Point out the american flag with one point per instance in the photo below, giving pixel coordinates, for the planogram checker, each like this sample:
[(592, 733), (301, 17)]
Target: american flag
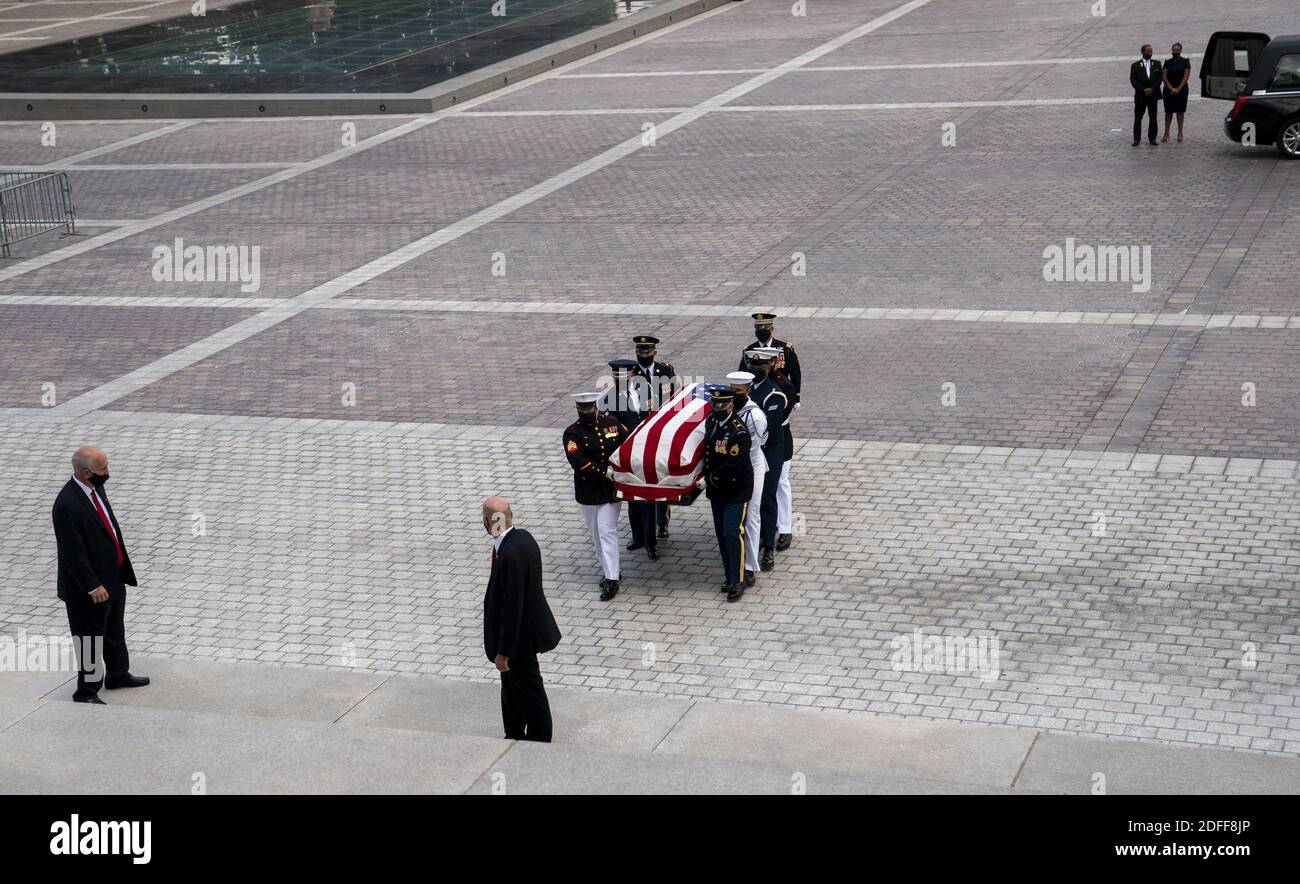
[(662, 458)]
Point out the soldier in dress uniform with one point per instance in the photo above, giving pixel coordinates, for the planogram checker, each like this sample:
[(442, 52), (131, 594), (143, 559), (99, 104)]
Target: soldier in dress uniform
[(775, 404), (745, 407), (787, 375), (728, 479), (589, 443), (623, 401), (787, 363), (661, 382)]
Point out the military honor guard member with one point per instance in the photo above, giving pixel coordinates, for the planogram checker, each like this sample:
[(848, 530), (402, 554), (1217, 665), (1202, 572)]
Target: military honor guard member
[(728, 480), (623, 401), (787, 375), (588, 443), (755, 421), (775, 404), (661, 382), (787, 363)]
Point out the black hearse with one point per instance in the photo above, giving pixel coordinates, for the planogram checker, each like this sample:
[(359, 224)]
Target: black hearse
[(1261, 77)]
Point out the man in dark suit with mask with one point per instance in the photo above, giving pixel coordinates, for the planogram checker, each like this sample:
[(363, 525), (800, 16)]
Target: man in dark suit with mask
[(1144, 77), (94, 572), (518, 624)]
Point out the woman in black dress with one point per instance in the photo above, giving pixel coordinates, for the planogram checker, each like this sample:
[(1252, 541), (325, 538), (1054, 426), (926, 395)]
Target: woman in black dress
[(1177, 74)]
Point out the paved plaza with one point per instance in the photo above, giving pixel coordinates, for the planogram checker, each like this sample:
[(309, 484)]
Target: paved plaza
[(1101, 479)]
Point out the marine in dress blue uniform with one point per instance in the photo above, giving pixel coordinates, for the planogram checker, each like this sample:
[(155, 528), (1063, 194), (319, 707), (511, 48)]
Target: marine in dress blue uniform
[(659, 380), (728, 480), (623, 401)]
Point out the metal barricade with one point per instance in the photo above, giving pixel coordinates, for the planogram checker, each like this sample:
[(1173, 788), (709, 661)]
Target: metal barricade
[(33, 203)]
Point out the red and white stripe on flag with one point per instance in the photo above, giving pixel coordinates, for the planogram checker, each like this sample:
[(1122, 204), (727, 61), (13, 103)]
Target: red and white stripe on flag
[(663, 456)]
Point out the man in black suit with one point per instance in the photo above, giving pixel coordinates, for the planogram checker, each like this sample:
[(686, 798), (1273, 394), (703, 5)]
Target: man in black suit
[(94, 572), (518, 624), (1144, 77)]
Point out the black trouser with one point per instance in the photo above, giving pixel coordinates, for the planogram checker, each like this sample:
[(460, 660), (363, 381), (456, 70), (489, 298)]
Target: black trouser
[(99, 640), (524, 707), (729, 529), (1148, 104), (641, 516)]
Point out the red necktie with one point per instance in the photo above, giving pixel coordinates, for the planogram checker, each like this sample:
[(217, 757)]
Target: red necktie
[(108, 527)]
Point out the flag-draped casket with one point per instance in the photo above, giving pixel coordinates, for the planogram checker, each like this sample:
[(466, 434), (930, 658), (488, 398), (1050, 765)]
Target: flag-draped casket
[(663, 456)]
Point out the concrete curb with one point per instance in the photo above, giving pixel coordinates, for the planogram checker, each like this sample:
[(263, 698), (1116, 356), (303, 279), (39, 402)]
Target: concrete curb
[(130, 105)]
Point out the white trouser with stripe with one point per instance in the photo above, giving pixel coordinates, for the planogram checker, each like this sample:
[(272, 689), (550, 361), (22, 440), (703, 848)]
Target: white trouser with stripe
[(602, 520), (752, 523), (785, 502)]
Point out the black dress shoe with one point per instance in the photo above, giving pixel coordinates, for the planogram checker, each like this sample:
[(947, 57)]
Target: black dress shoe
[(126, 681)]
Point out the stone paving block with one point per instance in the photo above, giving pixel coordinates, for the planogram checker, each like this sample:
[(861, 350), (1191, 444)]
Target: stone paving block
[(980, 757), (580, 718), (1067, 765), (191, 685), (159, 752), (533, 768)]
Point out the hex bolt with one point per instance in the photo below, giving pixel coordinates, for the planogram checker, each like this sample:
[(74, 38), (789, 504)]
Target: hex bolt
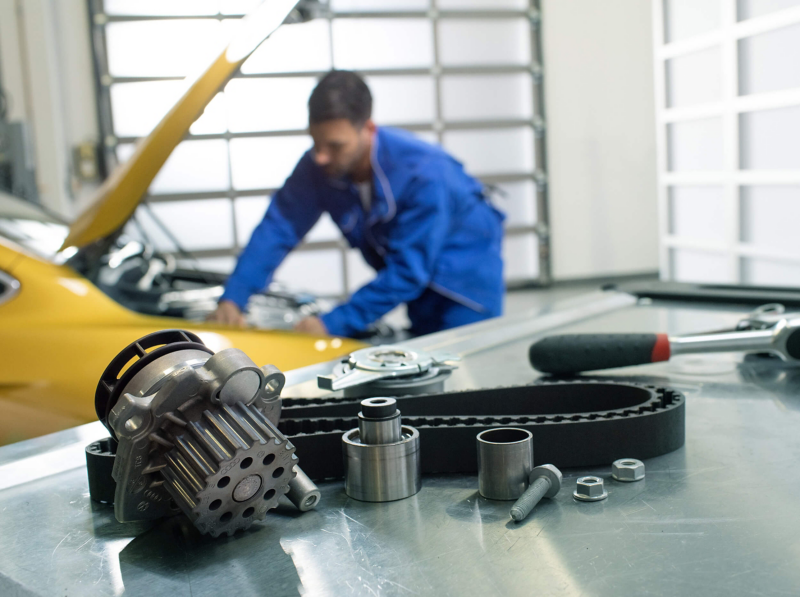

▸ What you are asked to do: Every word of the material, and none of its pictures, should be set down again.

▸ Written answer:
Point out the american flag with one point per instance in the photo below, giving pixel coordinates, for the planogram checker, each like this sample:
[(592, 733), (301, 17)]
Target: american flag
[(662, 458)]
Point out the soldier in dress uniform with one point per instance in the photo above, giving pixel coordinates, for the planogram checker, each like this sample:
[(442, 52), (131, 594), (143, 559), (99, 104)]
Target: soldier in dress uniform
[(775, 404), (745, 407), (787, 375), (728, 479), (589, 443), (623, 401), (787, 363), (661, 382)]
Point out the military honor guard member with one point per instance in the photo above, giving pixel coordinates, for the planogram checker, each like this sample:
[(848, 530), (402, 554), (1217, 665), (1202, 572)]
Target: military honor guard member
[(728, 480), (623, 401), (787, 375), (588, 443), (755, 421), (775, 404), (661, 382), (787, 363)]
Point out the black hearse with one point per instance in the photo above, giving pixel coordinates, for the planogram checker, each like this sample:
[(359, 224)]
Target: black hearse
[(1261, 77)]
Point out the man in dark suit with mask with one point per instance in the photo above, giving pixel coordinates, for the planogram checker, each like this sample:
[(363, 525), (800, 16)]
Target: man in dark suit with mask
[(1144, 77), (94, 572), (518, 624)]
Point out the woman in black dress with one point per instance in the photo above, giving pixel coordinates, for the planogram checker, each like this sample:
[(1252, 541), (325, 538), (1054, 426), (926, 395)]
Target: woman in black dress
[(1177, 74)]
Point out the paved plaza with one point per instance in the photo above, giving pixel coordinates, for the planogram checker, each like this sample:
[(309, 484)]
Target: paved plaza
[(1101, 479)]
Point out the marine in dress blue uniform with one point per instance in the photo above, giving pixel coordinates, for the planogram checker, each like this sample:
[(155, 528), (1063, 194), (319, 707), (511, 48)]
Target: marine in dress blue uniform
[(659, 380), (728, 480), (623, 401)]
Point out the metal barricade with one point per instance in the photo above, giving pixel coordinates, for the planogram checker, each like this sample:
[(1173, 788), (709, 661)]
Target: metal barricade
[(33, 203)]
Point out the red and white stripe on flag with one point per instance in the photo above, giving pixel coordinates, for the planogram checker, each like this sample:
[(1122, 204), (727, 61), (13, 103)]
Target: red and white stripe on flag
[(663, 456)]
Point out the man in black suit with one point per instance in the photo above, giving pixel coordinates, for the planogram checker, each like this sample:
[(686, 798), (1273, 394), (703, 5)]
Target: man in black suit
[(94, 572), (518, 624), (1144, 77)]
Point out the black trouser with one point per instance in the photo above, giving pixel coordinates, for the planogram checker, each like this sample:
[(460, 660), (363, 381), (456, 70), (489, 298)]
Target: black trouser
[(99, 640), (524, 707), (729, 529), (1148, 104), (641, 516)]
Point out the red necktie with one point per instance in the photo above, giving pixel coordinates, for the planogram checker, each like this sample:
[(217, 757)]
Target: red necktie
[(108, 527)]
Point out the flag-draped casket with one point per instance in the photo above, giving pixel coordinates, for the planogram checker, each like this sample:
[(466, 434), (930, 658), (488, 398), (1050, 765)]
Target: flag-draped casket
[(663, 456)]
Point out the concrete curb with one point per instance in the photo above, giving pixel coordinates, for the planogram checker, each like this sample:
[(263, 698), (1116, 356), (303, 279), (39, 402)]
Target: concrete curb
[(130, 105)]
Point out the white trouser with stripe with one point per instance in the photo above, giving pixel coordinates, for the planogram checker, each like this sample:
[(272, 689), (550, 361), (22, 440), (703, 848)]
Target: white trouser with stripe
[(602, 520), (752, 523), (785, 502)]
Point out the black dress shoe with one point per instance in the photo above, giving pixel coordinates, for the planogram checker, each like this sample:
[(947, 57)]
Target: black dress shoe
[(126, 681)]
Point out the stone paving block with one point per instance in the photo above, giving pixel coordinates, for the planogram checker, each like this sample:
[(861, 350), (1191, 444)]
Target: stone paving block
[(980, 757), (580, 718), (1067, 765), (191, 685), (159, 752), (533, 768)]
Point out the hex bolt with one point per instance in the photo below, giving pixel coordinates, for the planogram checker, each like this sample:
[(74, 38), (789, 504)]
Target: hex bolt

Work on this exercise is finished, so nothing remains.